Work instructions ▸
Count the lines in the records below that contain the string "panel", matching case exactly, and reply with only the number.

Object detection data
• • •

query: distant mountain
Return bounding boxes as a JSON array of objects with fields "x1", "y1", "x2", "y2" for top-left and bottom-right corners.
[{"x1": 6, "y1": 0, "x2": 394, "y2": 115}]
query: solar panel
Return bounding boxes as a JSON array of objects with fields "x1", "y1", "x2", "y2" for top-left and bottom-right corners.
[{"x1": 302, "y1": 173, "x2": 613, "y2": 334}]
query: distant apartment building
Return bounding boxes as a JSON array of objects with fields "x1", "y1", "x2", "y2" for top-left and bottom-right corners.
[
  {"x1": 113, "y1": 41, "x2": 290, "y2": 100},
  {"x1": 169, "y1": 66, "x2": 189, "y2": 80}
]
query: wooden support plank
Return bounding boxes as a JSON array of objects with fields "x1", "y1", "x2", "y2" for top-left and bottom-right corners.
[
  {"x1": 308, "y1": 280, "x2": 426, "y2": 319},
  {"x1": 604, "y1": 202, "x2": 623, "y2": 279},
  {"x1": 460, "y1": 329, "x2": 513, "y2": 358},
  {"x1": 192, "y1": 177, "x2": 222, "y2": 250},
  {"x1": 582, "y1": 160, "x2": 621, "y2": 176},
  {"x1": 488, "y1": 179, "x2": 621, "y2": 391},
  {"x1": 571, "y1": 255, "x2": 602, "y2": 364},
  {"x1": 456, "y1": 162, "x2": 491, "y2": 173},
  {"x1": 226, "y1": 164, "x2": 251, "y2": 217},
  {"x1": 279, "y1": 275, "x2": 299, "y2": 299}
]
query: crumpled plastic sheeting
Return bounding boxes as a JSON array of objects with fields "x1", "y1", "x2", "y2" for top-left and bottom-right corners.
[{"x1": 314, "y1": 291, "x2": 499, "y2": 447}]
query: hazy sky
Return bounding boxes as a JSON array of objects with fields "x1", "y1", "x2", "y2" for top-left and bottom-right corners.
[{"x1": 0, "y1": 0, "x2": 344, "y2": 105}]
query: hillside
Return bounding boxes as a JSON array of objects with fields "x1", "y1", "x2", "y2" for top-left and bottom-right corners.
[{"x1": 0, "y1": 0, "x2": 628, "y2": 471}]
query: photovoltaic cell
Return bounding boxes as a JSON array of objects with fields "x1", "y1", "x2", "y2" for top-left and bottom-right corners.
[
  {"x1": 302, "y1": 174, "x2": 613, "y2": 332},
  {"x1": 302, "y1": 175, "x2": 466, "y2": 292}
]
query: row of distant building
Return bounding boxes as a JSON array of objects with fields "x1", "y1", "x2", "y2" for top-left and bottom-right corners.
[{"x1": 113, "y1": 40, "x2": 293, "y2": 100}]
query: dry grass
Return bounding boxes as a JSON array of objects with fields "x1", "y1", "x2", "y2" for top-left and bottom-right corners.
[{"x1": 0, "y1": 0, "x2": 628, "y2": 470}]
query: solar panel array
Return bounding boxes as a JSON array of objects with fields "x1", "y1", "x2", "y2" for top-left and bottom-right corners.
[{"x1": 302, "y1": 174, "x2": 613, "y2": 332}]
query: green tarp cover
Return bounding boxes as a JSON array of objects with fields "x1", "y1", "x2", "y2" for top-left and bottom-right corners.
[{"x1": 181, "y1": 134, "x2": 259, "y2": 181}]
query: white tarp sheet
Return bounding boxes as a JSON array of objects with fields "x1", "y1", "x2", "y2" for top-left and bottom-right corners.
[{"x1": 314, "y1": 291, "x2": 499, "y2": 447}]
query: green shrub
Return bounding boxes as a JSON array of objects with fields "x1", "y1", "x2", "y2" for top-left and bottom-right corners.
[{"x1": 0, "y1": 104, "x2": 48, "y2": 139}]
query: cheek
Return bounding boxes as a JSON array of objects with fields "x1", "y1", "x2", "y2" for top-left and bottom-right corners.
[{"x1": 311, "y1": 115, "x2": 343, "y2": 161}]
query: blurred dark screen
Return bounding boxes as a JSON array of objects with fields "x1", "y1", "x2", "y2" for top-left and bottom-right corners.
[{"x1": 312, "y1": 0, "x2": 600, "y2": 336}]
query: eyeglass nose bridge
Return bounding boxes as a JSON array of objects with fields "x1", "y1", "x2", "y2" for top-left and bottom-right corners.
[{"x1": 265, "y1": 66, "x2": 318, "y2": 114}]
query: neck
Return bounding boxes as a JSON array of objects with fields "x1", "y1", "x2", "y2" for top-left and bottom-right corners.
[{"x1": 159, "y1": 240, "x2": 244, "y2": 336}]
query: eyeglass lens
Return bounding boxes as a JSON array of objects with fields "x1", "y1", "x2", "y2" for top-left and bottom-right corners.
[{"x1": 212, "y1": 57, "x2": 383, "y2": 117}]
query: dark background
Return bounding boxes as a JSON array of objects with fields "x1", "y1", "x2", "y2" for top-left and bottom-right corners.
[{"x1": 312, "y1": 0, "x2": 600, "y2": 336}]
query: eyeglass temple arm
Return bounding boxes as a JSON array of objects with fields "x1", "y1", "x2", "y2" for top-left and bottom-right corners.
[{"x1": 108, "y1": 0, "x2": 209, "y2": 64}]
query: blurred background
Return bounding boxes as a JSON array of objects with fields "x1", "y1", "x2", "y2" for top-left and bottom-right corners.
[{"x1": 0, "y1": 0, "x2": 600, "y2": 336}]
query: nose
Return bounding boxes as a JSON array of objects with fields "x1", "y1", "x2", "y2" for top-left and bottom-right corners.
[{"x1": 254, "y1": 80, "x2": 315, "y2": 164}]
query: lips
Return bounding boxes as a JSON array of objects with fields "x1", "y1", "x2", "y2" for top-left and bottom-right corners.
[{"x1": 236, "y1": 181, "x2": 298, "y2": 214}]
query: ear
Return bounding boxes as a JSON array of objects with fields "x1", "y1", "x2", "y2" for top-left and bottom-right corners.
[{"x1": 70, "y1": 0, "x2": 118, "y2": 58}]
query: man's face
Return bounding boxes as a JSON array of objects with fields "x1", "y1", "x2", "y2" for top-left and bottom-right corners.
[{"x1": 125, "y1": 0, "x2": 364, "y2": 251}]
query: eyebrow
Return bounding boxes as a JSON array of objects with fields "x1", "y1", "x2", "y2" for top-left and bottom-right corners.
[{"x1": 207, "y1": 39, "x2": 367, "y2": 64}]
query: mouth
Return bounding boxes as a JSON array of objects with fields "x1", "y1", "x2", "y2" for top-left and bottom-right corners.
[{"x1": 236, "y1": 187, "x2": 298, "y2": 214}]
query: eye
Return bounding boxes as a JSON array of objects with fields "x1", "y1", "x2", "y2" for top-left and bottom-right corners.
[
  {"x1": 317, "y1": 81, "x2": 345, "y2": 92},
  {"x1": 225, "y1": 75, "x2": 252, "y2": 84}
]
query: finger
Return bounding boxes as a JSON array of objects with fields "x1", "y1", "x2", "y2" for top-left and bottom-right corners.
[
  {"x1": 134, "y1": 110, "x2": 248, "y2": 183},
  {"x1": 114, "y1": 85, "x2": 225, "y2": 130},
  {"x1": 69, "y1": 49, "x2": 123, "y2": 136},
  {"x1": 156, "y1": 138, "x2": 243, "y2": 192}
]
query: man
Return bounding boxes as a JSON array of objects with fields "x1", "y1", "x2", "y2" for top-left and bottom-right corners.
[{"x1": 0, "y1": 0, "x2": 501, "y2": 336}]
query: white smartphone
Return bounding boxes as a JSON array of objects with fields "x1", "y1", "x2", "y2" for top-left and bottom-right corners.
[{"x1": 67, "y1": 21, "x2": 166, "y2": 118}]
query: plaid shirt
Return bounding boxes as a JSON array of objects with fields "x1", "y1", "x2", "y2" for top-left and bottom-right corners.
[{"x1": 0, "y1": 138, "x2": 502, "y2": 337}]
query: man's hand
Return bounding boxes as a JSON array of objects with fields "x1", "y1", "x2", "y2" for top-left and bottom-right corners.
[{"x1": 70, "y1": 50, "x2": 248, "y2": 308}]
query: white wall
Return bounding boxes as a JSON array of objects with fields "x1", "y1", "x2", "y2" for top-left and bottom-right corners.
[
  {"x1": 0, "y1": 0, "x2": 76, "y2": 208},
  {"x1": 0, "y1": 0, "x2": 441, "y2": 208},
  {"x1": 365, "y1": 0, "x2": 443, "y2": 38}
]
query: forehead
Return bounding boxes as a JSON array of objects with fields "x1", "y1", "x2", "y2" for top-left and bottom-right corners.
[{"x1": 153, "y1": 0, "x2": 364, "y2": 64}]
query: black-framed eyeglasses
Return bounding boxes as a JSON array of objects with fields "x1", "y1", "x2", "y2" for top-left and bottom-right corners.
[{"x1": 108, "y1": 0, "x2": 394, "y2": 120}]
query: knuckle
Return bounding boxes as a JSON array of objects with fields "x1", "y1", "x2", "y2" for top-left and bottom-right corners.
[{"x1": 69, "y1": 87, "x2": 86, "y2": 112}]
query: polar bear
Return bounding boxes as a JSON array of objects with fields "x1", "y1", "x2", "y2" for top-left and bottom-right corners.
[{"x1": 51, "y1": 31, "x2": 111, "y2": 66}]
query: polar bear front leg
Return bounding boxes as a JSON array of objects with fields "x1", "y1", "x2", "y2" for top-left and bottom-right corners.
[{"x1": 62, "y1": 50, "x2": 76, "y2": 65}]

• • •

Worked answer ▸
2